GIVEN PASSAGE:
** START **

It was a relatively great year for battered-insurance giant AIG. In the last year, AIG lost $11 billion compared to $99 billion in 2008.
"We thought everything they did was wrong," Cramer said. "Well, it looks like maybe only 78 percent of what they did was wrong, which is why 78 percent wrong is better than 100 percent wrong."
After decades of holding the top spot, General Motors has dropped out of the top 10 completely.
"GM is amazing. They are No. 16 on the Fortune 500, which is a real accomplishment for any company, but not for GM, which for years and years and decades was No. 1," Serwer said. "The biggest company in the Fortune 500, the biggest company in the world, is now only the 16th biggest company in the United States and that is a huge fall from grace."
On the other hand, Ford, which didn't take government money, ranks at No. 8.

** END **

DATA EXTRACT:
** START **

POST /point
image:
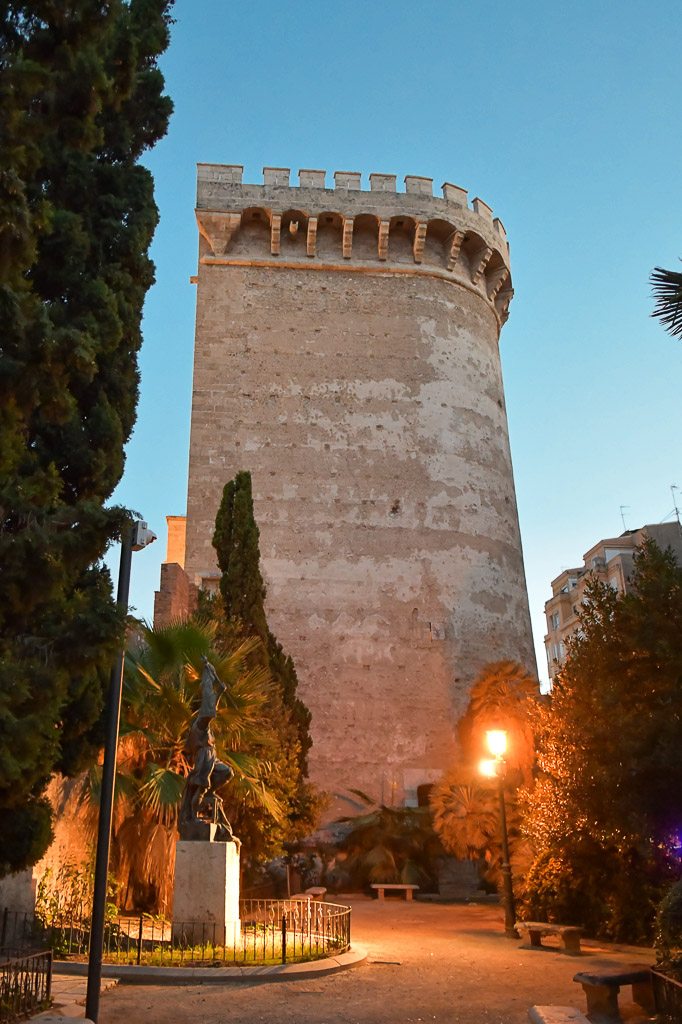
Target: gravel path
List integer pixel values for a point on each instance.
(425, 963)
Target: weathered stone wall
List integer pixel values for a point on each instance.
(346, 354)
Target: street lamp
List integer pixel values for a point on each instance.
(136, 537)
(497, 743)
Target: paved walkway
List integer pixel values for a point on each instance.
(426, 963)
(69, 996)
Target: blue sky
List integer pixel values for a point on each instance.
(564, 118)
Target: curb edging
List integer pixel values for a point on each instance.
(132, 974)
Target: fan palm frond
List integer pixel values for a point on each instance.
(667, 287)
(161, 792)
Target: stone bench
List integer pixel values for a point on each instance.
(601, 988)
(382, 886)
(316, 892)
(533, 931)
(556, 1015)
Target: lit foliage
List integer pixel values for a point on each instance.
(161, 695)
(80, 101)
(608, 799)
(466, 808)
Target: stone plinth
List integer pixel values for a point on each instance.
(207, 887)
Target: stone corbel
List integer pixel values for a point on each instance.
(420, 239)
(347, 238)
(217, 229)
(311, 239)
(479, 263)
(275, 230)
(455, 246)
(383, 239)
(502, 302)
(496, 280)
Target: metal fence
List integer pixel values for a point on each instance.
(269, 931)
(26, 980)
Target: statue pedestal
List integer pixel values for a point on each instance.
(207, 891)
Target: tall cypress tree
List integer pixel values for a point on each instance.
(81, 98)
(243, 592)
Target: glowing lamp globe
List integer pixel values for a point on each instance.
(497, 741)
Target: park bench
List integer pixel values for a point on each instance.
(314, 892)
(602, 986)
(382, 886)
(533, 931)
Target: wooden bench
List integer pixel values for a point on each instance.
(533, 931)
(601, 988)
(382, 886)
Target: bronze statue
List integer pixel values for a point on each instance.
(201, 806)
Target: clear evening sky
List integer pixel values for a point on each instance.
(563, 117)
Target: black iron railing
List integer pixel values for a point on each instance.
(26, 980)
(268, 932)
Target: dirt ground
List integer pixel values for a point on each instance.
(426, 963)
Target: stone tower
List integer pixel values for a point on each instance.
(346, 354)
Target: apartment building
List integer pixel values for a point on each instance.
(610, 560)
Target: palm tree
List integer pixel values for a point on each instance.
(501, 698)
(668, 293)
(160, 697)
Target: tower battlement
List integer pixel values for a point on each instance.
(385, 231)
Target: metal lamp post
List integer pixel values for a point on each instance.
(497, 742)
(135, 538)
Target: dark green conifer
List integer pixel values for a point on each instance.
(243, 592)
(81, 98)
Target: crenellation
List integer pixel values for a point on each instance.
(276, 176)
(382, 182)
(312, 179)
(348, 179)
(416, 185)
(311, 237)
(229, 173)
(482, 209)
(453, 194)
(398, 232)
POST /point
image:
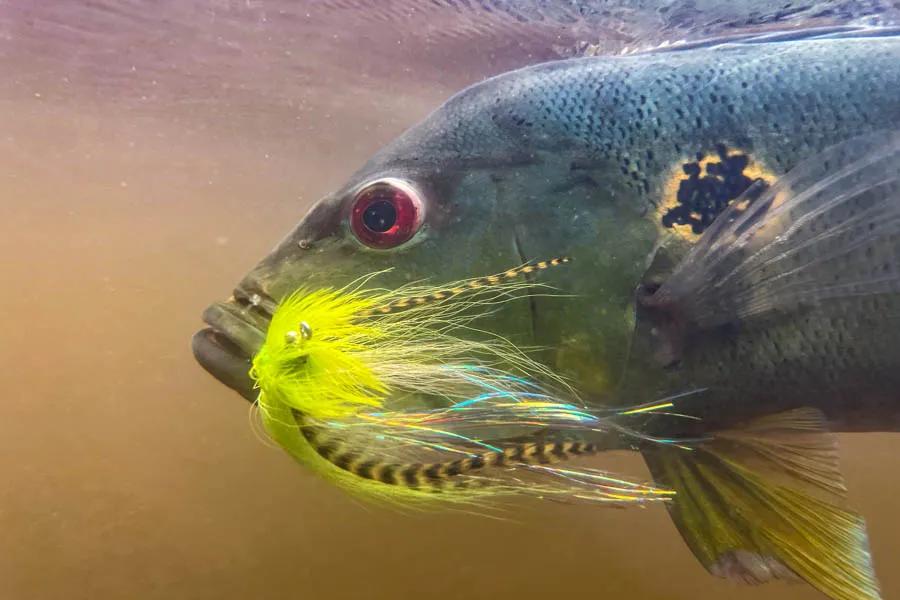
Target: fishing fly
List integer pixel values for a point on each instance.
(398, 395)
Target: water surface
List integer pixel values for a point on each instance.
(149, 155)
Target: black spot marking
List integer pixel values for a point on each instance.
(704, 195)
(411, 474)
(365, 469)
(433, 472)
(388, 474)
(455, 468)
(345, 460)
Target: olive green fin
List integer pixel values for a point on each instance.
(765, 501)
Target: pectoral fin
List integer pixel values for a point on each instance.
(829, 229)
(766, 501)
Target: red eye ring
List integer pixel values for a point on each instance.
(386, 213)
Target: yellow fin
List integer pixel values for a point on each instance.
(765, 501)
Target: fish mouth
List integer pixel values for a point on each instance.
(235, 334)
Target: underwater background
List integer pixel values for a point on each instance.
(150, 152)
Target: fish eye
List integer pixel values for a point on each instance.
(386, 213)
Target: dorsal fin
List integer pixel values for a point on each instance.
(838, 32)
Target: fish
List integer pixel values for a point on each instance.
(649, 170)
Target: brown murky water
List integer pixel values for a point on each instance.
(147, 159)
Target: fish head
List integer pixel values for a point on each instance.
(460, 195)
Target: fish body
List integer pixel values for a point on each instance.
(627, 164)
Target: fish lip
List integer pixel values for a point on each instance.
(235, 334)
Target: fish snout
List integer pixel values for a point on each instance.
(236, 331)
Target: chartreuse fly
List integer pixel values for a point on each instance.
(341, 369)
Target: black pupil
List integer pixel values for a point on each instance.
(380, 216)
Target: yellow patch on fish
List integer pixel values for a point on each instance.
(697, 191)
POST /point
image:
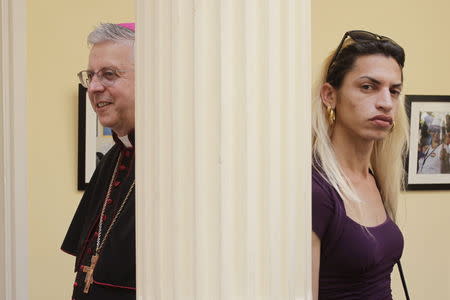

** END **

CHALLENGES:
1 – In the Fortune 500 passage, how much did AIG lose in the last year?
2 – Swap "Ford" for "Chrysler" in the Fortune 500 passage, and give the text from "It was a relatively" up to and including "ranks at No. 8.".
3 – Continue the Fortune 500 passage after its final sentence.

OUTPUTS BY TASK:
1 – $11 billion

2 –
It was a relatively great year for battered-insurance giant AIG. In the last year, AIG lost $11 billion compared to $99 billion in 2008.
"We thought everything they did was wrong," Cramer said. "Well, it looks like maybe only 78 percent of what they did was wrong, which is why 78 percent wrong is better than 100 percent wrong."
After decades of holding the top spot, General Motors has dropped out of the top 10 completely.
"GM is amazing. They are No. 16 on the Fortune 500, which is a real accomplishment for any company, but not for GM, which for years and years and decades was No. 1," Serwer said. "The biggest company in the Fortune 500, the biggest company in the world, is now only the 16th biggest company in the United States and that is a huge fall from grace."
On the other hand, Chrysler, which didn't take government money, ranks at No. 8.

3 –
"People gave them a lot of credit for not doing that [taking government money]. And I think that really helped them in the marketplace," Serwer said. "There are actually people who bought Fords because they didn't take a bailout from the government."
Apple jumped up to No. 56 on the list, from 71 the previous year.
"What an incredible story," Serwer said. "Steve Jobs runs that company, he introduced the iPad, the iPhone, the iPod Touch -- these products are just amazing and they are growing so fast."
Good news for the economy, but not a business model for the rest of us, Cramer warns.
"The people who run it are too smart, so we don't have their model," he said. "We can just look up at them and maybe we can get some crumbs of wisdom from them."